EXERCISE DETAILS >> Copy every item below verbatim, line for line.

DATA SHOWN >>
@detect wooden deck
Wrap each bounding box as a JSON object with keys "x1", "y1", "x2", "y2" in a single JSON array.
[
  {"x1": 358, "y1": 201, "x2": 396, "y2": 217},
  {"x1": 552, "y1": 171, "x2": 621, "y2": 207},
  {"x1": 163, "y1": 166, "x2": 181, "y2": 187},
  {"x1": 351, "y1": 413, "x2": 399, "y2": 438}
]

RESULT BELOW >>
@detect wooden deck
Wrap each bounding box as a JSON object with keys "x1", "y1", "x2", "y2" in a single JSON array.
[
  {"x1": 358, "y1": 201, "x2": 396, "y2": 217},
  {"x1": 552, "y1": 171, "x2": 621, "y2": 207},
  {"x1": 163, "y1": 166, "x2": 181, "y2": 187},
  {"x1": 351, "y1": 413, "x2": 399, "y2": 438}
]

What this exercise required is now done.